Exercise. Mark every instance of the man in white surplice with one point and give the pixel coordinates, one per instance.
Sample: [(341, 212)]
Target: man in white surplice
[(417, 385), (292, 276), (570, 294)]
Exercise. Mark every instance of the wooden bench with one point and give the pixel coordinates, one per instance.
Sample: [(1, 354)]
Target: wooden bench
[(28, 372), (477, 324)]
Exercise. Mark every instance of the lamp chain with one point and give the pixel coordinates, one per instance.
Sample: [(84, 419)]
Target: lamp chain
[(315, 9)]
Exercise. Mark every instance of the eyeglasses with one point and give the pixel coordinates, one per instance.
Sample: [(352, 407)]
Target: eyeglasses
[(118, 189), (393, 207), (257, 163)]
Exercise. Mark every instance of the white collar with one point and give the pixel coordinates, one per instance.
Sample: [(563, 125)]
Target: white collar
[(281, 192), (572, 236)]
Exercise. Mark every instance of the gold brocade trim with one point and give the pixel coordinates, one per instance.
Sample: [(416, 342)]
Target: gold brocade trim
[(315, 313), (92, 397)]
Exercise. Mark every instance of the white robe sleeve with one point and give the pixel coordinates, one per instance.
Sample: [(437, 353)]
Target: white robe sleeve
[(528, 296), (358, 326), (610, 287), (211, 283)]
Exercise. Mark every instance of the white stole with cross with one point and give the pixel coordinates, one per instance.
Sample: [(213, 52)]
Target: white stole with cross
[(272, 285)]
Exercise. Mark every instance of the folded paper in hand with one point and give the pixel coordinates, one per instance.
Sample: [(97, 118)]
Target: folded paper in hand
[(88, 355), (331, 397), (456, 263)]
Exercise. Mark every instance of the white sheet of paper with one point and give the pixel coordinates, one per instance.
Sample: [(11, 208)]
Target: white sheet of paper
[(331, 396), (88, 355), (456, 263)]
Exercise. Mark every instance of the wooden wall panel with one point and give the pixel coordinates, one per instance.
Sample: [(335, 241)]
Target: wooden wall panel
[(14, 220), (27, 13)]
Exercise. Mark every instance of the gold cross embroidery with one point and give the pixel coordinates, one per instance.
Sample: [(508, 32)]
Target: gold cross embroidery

#### [WRITTEN INSTRUCTION]
Rewrite the entries above with every "Exercise" replaced by "Task" and nothing else changed.

#### [TASK ANSWER]
Task. Mark every instance of the man in white surplice with one point and give the pixel coordinates, one per instance.
Sample: [(341, 212)]
Target: man in white surplice
[(417, 385), (292, 276), (570, 294)]
Task. Mark every instance of the wooden bench with one point and give the pixel coordinates, one per instance.
Sample: [(1, 354)]
Target: wooden bench
[(28, 372), (477, 324)]
Task. Mark every instance of the lamp chain with one point and give the pixel coordinates, one per instance.
Sample: [(84, 419)]
Target: lamp chain
[(315, 9)]
Task. Mark every instance of the eyeglasses with one point and give the pixel coordinates, one per instance.
Sample: [(352, 407)]
Target: eyeglasses
[(118, 189), (393, 207), (257, 163)]
Task. Mark every instance of the white collar with one point and give the pixel coordinates, one per instance.
Sample: [(563, 125)]
Target: white collar
[(281, 192), (572, 236)]
Task. Mark every instance of the gold brocade trim with one point and give the pixel coordinates, one per instance.
Sample: [(416, 342)]
Target: gold brocade trim
[(315, 313), (92, 397)]
Task. Mark every instance of the white robe sleeve with one point and give the pixel coordinates, one per instance.
Sample: [(437, 353)]
Target: white robe sleeve
[(528, 296), (358, 326), (610, 287), (211, 283)]
Task. Mark every instance of the white stole with cross with one point and give the pixel coordinates, one per instance.
Sample: [(213, 52)]
Target: white stole with cross
[(272, 285)]
Task. Mark every instance of the folded paper in hand with one point and give the pixel coordinates, one per instance.
Sample: [(97, 118)]
Target: folded paper in hand
[(88, 355), (331, 397), (456, 263)]
Task. Mark every instance of the white sheet of paper with one point and give the pixel coordinates, one per instance.
Sample: [(11, 208)]
Target: white sheet of paper
[(331, 396), (88, 355), (456, 263)]
Task. Mark every instance of the wooden wall panel with one point and give the pixel coordinates, one per instance.
Sample: [(335, 241)]
Target: wooden wall panel
[(14, 220), (27, 13)]
Task. Mark every instance of the gold cross embroidery with one point and give the pixel coordinates, one per instance.
Sample: [(508, 32)]
Target: gold cross embroidery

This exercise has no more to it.